Goal:
Render the lines of the listing below as a Markdown table with the columns Row and Listing line, one numbered row per line, skipping blank lines. Include only the lines from the one containing "Outline every instance of the person walking." through the end of the listing, inclusive.
━━━━━ Extracted information
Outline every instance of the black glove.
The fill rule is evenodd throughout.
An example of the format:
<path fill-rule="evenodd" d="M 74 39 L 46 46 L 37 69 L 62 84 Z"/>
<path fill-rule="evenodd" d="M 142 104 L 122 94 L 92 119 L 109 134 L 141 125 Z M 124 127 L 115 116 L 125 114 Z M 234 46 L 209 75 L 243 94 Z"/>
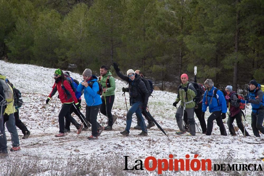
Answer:
<path fill-rule="evenodd" d="M 204 112 L 202 112 L 202 118 L 204 118 Z"/>
<path fill-rule="evenodd" d="M 126 88 L 125 88 L 124 87 L 122 88 L 122 91 L 124 92 L 126 92 Z"/>
<path fill-rule="evenodd" d="M 77 109 L 79 108 L 79 109 L 80 109 L 82 108 L 82 106 L 81 106 L 81 104 L 79 103 L 77 103 L 75 104 L 75 106 L 76 107 L 76 108 Z"/>
<path fill-rule="evenodd" d="M 188 88 L 187 88 L 187 87 L 185 87 L 184 88 L 182 89 L 184 90 L 184 91 L 186 92 L 187 92 L 187 91 L 188 91 Z"/>
<path fill-rule="evenodd" d="M 6 121 L 8 121 L 9 119 L 9 115 L 6 114 L 4 115 L 3 116 L 3 117 L 4 118 L 4 123 Z"/>
<path fill-rule="evenodd" d="M 246 101 L 248 100 L 248 97 L 247 96 L 244 96 L 244 99 Z"/>
<path fill-rule="evenodd" d="M 113 66 L 114 67 L 115 70 L 117 72 L 119 72 L 120 70 L 120 69 L 118 68 L 118 64 L 116 62 L 114 62 L 113 63 Z"/>
<path fill-rule="evenodd" d="M 46 100 L 46 104 L 49 104 L 49 101 L 50 99 L 50 98 L 48 98 Z"/>
<path fill-rule="evenodd" d="M 143 105 L 142 106 L 142 110 L 145 110 L 147 107 L 147 104 L 144 103 Z"/>
<path fill-rule="evenodd" d="M 222 116 L 222 119 L 224 119 L 227 117 L 225 115 L 225 113 L 222 113 L 222 115 L 221 116 Z"/>
<path fill-rule="evenodd" d="M 173 104 L 172 104 L 172 105 L 173 105 L 173 106 L 174 107 L 176 107 L 176 106 L 177 106 L 177 104 L 178 104 L 178 103 L 179 103 L 179 102 L 176 101 L 173 103 Z"/>

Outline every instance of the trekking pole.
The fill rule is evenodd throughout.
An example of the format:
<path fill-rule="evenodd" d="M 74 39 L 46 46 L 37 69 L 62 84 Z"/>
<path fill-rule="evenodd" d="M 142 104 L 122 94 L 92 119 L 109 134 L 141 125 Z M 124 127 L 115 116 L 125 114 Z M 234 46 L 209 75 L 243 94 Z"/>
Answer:
<path fill-rule="evenodd" d="M 47 122 L 47 124 L 46 125 L 46 126 L 45 127 L 45 128 L 44 129 L 44 130 L 43 131 L 44 132 L 45 131 L 45 130 L 46 129 L 46 128 L 47 127 L 47 126 L 48 125 L 48 123 L 49 123 L 49 121 L 50 119 L 50 118 L 52 117 L 52 115 L 53 114 L 53 112 L 54 112 L 54 110 L 55 109 L 55 107 L 56 107 L 56 105 L 57 105 L 57 103 L 58 102 L 58 101 L 59 101 L 59 98 L 58 98 L 58 99 L 57 100 L 57 102 L 56 102 L 56 104 L 55 104 L 55 106 L 54 106 L 54 108 L 53 108 L 53 110 L 52 110 L 52 112 L 51 113 L 51 114 L 50 115 L 50 116 L 48 120 L 48 121 Z"/>
<path fill-rule="evenodd" d="M 128 105 L 126 104 L 126 94 L 125 93 L 125 92 L 124 92 L 124 93 L 122 94 L 122 95 L 124 95 L 124 96 L 125 96 L 125 101 L 126 102 L 126 111 L 128 112 Z"/>
<path fill-rule="evenodd" d="M 201 130 L 201 129 L 200 129 L 200 128 L 198 126 L 198 125 L 197 125 L 197 124 L 196 123 L 196 122 L 195 121 L 195 119 L 194 119 L 194 122 L 195 122 L 195 125 L 196 125 L 196 126 L 197 126 L 197 130 L 198 130 L 198 132 L 199 132 L 199 133 L 200 133 L 200 131 L 199 131 L 199 129 L 200 129 L 200 130 Z"/>
<path fill-rule="evenodd" d="M 247 93 L 246 94 L 246 96 L 247 96 Z M 245 101 L 245 116 L 244 116 L 244 119 L 245 120 L 245 121 L 246 122 L 246 112 L 247 110 L 247 101 Z M 242 117 L 241 117 L 242 118 Z M 246 129 L 245 127 L 245 125 L 244 125 L 244 124 L 243 123 L 243 121 L 242 120 L 242 124 L 243 125 L 243 126 L 244 127 L 244 137 L 246 137 Z"/>
<path fill-rule="evenodd" d="M 87 127 L 88 127 L 89 126 L 88 125 L 88 124 L 87 124 L 87 123 L 85 121 L 85 120 L 84 120 L 84 119 L 83 119 L 83 116 L 82 116 L 82 115 L 81 114 L 81 112 L 79 111 L 80 111 L 80 110 L 78 110 L 77 109 L 77 108 L 76 107 L 76 106 L 75 106 L 75 105 L 74 104 L 74 103 L 73 105 L 73 106 L 74 106 L 74 107 L 75 108 L 75 109 L 78 112 L 78 113 L 79 113 L 79 115 L 80 115 L 80 116 L 82 118 L 82 120 L 83 121 L 83 123 L 85 123 L 85 125 Z M 90 125 L 91 125 L 91 124 L 90 124 Z"/>
<path fill-rule="evenodd" d="M 184 123 L 184 125 L 185 125 L 186 126 L 186 127 L 187 127 L 187 129 L 188 129 L 188 130 L 189 130 L 189 131 L 190 131 L 190 129 L 189 129 L 189 127 L 188 127 L 188 126 L 187 125 L 187 124 L 186 124 L 186 123 L 185 123 L 185 122 L 184 121 L 184 120 L 183 120 L 183 118 L 182 118 L 182 117 L 183 117 L 184 116 L 184 111 L 185 111 L 185 107 L 186 107 L 185 104 L 185 96 L 186 96 L 186 92 L 184 92 L 184 101 L 183 101 L 184 102 L 183 102 L 183 112 L 182 113 L 182 122 L 183 122 L 183 123 L 182 123 L 182 128 L 183 128 L 183 123 Z M 185 129 L 185 127 L 184 128 Z"/>
<path fill-rule="evenodd" d="M 234 128 L 235 128 L 235 125 L 234 125 L 234 123 L 232 123 L 232 124 L 233 124 L 233 126 L 234 126 Z M 235 130 L 235 129 L 234 129 L 234 130 Z M 237 130 L 237 129 L 236 129 L 236 128 L 235 128 L 235 131 L 236 131 L 236 131 L 237 131 L 237 134 L 238 134 L 238 135 L 239 135 L 239 136 L 240 136 L 240 135 L 239 134 L 239 133 L 238 132 L 238 130 Z"/>
<path fill-rule="evenodd" d="M 103 125 L 103 120 L 102 119 L 102 117 L 101 117 L 101 113 L 100 113 L 100 111 L 98 111 L 99 112 L 99 115 L 100 115 L 100 118 L 101 118 L 101 121 L 102 122 L 102 124 Z"/>

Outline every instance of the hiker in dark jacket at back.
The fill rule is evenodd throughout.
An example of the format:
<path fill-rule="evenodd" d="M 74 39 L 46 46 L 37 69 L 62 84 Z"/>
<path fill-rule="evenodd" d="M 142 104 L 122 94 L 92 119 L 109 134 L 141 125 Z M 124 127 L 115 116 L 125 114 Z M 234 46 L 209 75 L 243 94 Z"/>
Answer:
<path fill-rule="evenodd" d="M 213 121 L 215 120 L 220 129 L 221 135 L 227 136 L 222 120 L 226 117 L 225 113 L 227 111 L 226 101 L 224 94 L 220 90 L 214 86 L 214 83 L 211 79 L 207 79 L 204 84 L 206 90 L 202 100 L 202 117 L 204 117 L 204 113 L 208 107 L 209 107 L 209 112 L 212 113 L 207 119 L 206 135 L 211 135 L 214 124 Z"/>
<path fill-rule="evenodd" d="M 228 126 L 229 131 L 232 136 L 235 136 L 236 134 L 234 128 L 233 122 L 235 119 L 237 126 L 244 135 L 244 127 L 243 126 L 241 117 L 242 111 L 239 108 L 239 103 L 237 101 L 238 99 L 237 94 L 236 92 L 233 91 L 233 87 L 232 85 L 228 85 L 225 88 L 225 92 L 227 95 L 225 97 L 228 103 L 229 114 L 227 120 L 227 125 Z M 245 129 L 246 135 L 249 136 L 247 130 Z"/>
<path fill-rule="evenodd" d="M 140 120 L 140 123 L 142 132 L 138 134 L 140 136 L 147 136 L 148 131 L 145 122 L 142 116 L 142 112 L 147 108 L 148 101 L 149 92 L 143 81 L 140 79 L 139 75 L 135 73 L 132 69 L 126 72 L 126 75 L 123 75 L 120 72 L 118 65 L 114 62 L 113 64 L 117 75 L 122 79 L 127 82 L 129 85 L 128 88 L 124 87 L 123 92 L 128 92 L 129 93 L 129 100 L 132 106 L 126 115 L 126 126 L 125 129 L 120 133 L 123 135 L 128 136 L 132 122 L 132 115 L 134 112 Z"/>
<path fill-rule="evenodd" d="M 68 80 L 69 80 L 69 81 L 71 81 L 73 83 L 74 85 L 74 88 L 76 89 L 77 89 L 78 85 L 73 80 L 73 79 L 70 77 L 70 73 L 68 72 L 65 72 L 64 73 L 64 76 L 67 79 L 68 79 Z M 80 92 L 76 91 L 76 92 L 74 92 L 74 94 L 75 94 L 76 98 L 78 100 L 78 102 L 81 104 L 81 103 L 82 102 L 82 98 L 81 97 L 81 96 L 82 96 L 81 93 Z M 74 103 L 72 104 L 72 106 L 70 108 L 70 114 L 71 114 L 73 112 L 74 112 L 74 113 L 78 116 L 81 121 L 83 124 L 83 127 L 82 130 L 82 131 L 86 131 L 88 128 L 91 127 L 91 124 L 86 120 L 85 117 L 81 112 L 80 109 L 77 108 Z M 70 131 L 70 121 L 67 119 L 65 119 L 65 128 L 64 129 L 64 133 L 68 133 Z"/>
<path fill-rule="evenodd" d="M 249 88 L 245 100 L 238 99 L 238 102 L 249 103 L 252 107 L 251 113 L 251 126 L 254 135 L 260 137 L 259 132 L 264 134 L 264 127 L 263 124 L 264 119 L 264 96 L 263 92 L 260 89 L 260 84 L 254 79 L 250 81 Z"/>
<path fill-rule="evenodd" d="M 150 88 L 150 86 L 149 85 L 149 83 L 147 80 L 144 77 L 144 76 L 142 74 L 142 73 L 140 70 L 136 70 L 135 71 L 135 73 L 137 74 L 140 76 L 140 78 L 142 79 L 142 80 L 143 81 L 143 82 L 146 84 L 146 87 L 147 87 L 147 88 L 148 87 Z M 150 90 L 149 90 L 148 89 L 148 90 L 149 91 L 149 94 L 151 94 L 151 93 L 150 92 Z M 142 114 L 144 116 L 144 117 L 145 117 L 145 118 L 148 121 L 148 124 L 147 126 L 147 128 L 149 129 L 152 127 L 155 126 L 155 123 L 153 122 L 153 121 L 151 120 L 151 119 L 148 115 L 147 113 L 148 112 L 147 111 L 146 109 L 142 111 Z M 136 130 L 140 130 L 141 129 L 141 127 L 140 127 L 140 124 L 139 124 L 140 121 L 140 120 L 137 117 L 137 125 L 136 126 L 134 127 L 134 128 Z"/>

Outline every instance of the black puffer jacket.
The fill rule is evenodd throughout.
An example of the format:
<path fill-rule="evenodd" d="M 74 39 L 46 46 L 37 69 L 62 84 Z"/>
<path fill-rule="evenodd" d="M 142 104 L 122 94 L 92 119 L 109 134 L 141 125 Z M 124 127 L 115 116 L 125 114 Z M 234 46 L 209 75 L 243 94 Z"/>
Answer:
<path fill-rule="evenodd" d="M 144 104 L 147 104 L 148 101 L 149 93 L 145 83 L 141 80 L 140 76 L 135 74 L 135 78 L 132 81 L 128 77 L 123 74 L 120 71 L 116 71 L 119 77 L 128 82 L 129 85 L 129 96 L 132 102 L 140 101 Z"/>

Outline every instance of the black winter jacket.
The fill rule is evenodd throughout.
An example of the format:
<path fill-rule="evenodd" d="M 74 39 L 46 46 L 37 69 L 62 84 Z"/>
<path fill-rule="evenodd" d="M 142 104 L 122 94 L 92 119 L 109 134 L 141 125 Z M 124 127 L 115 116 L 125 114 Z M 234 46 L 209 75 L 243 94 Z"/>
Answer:
<path fill-rule="evenodd" d="M 128 77 L 123 74 L 120 71 L 116 71 L 119 77 L 126 81 L 129 85 L 129 96 L 132 102 L 140 101 L 143 104 L 147 104 L 148 101 L 149 92 L 145 83 L 140 78 L 140 76 L 135 74 L 135 78 L 132 81 Z"/>

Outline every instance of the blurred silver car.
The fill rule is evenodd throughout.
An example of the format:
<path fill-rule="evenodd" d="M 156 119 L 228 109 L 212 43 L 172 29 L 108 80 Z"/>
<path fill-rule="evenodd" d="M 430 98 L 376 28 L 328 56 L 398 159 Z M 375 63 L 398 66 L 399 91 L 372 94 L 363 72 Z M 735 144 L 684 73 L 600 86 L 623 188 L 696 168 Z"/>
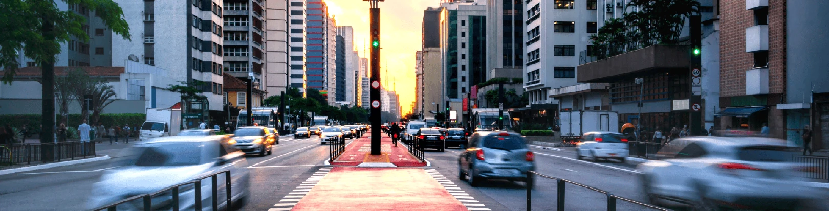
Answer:
<path fill-rule="evenodd" d="M 231 199 L 234 207 L 240 207 L 249 195 L 250 175 L 245 153 L 233 147 L 226 136 L 172 137 L 156 138 L 150 142 L 136 144 L 128 150 L 138 158 L 131 165 L 115 169 L 101 177 L 93 185 L 89 200 L 90 209 L 106 206 L 119 200 L 151 194 L 178 184 L 191 181 L 222 170 L 231 175 Z M 225 206 L 225 175 L 218 176 L 220 207 Z M 211 181 L 201 180 L 203 210 L 211 210 Z M 193 210 L 195 185 L 179 188 L 180 210 Z M 153 209 L 172 209 L 172 191 L 153 198 Z M 239 205 L 239 206 L 237 206 Z M 119 205 L 118 210 L 143 210 L 143 200 L 137 199 Z"/>
<path fill-rule="evenodd" d="M 473 186 L 487 179 L 526 182 L 526 172 L 536 170 L 536 155 L 521 134 L 478 132 L 469 140 L 468 148 L 458 158 L 458 177 L 463 180 L 468 175 Z"/>
<path fill-rule="evenodd" d="M 652 204 L 680 201 L 696 210 L 789 210 L 819 197 L 802 172 L 812 167 L 793 162 L 796 150 L 785 140 L 689 137 L 662 146 L 637 170 Z"/>

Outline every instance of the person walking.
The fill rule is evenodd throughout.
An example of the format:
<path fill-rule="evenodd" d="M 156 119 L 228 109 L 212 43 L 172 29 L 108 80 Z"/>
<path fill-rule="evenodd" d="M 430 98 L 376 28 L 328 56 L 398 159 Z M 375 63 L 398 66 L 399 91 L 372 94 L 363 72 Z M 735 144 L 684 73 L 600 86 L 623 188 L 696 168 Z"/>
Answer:
<path fill-rule="evenodd" d="M 801 137 L 803 138 L 803 156 L 806 156 L 806 151 L 809 151 L 809 156 L 812 156 L 812 130 L 809 130 L 808 125 L 803 127 Z"/>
━━━━━━━━━━
Solution for this problem:
| Row | Listing line |
|---|---|
| 1 | Outline every instance of the person walking. |
| 2 | The fill rule is evenodd throughout. |
| 3 | An example of the format: |
| 4 | <path fill-rule="evenodd" d="M 156 119 L 228 109 L 212 43 L 172 29 L 108 80 Z"/> |
| 5 | <path fill-rule="evenodd" d="M 430 98 L 376 28 L 328 56 L 398 159 Z M 375 63 L 398 66 L 399 91 L 372 94 L 363 72 Z M 735 144 L 684 73 L 600 86 L 623 188 L 696 168 Z"/> |
| 6 | Answer: |
| 7 | <path fill-rule="evenodd" d="M 801 137 L 803 138 L 803 156 L 806 156 L 806 151 L 809 151 L 809 156 L 812 156 L 812 130 L 809 130 L 808 125 L 803 127 Z"/> |